**DIRECTIONS**
Keep to the lines from the one with "Return the bounding" through the end of the data, and write them out exactly.

**DATA PROVIDED**
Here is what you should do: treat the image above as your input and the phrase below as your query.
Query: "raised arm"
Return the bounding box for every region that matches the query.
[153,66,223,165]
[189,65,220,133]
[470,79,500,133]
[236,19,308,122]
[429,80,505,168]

**FINAL ANSWER**
Return the bounding box for every region that matches the query.
[153,66,223,165]
[189,65,220,133]
[470,79,500,133]
[236,19,308,122]
[429,80,505,168]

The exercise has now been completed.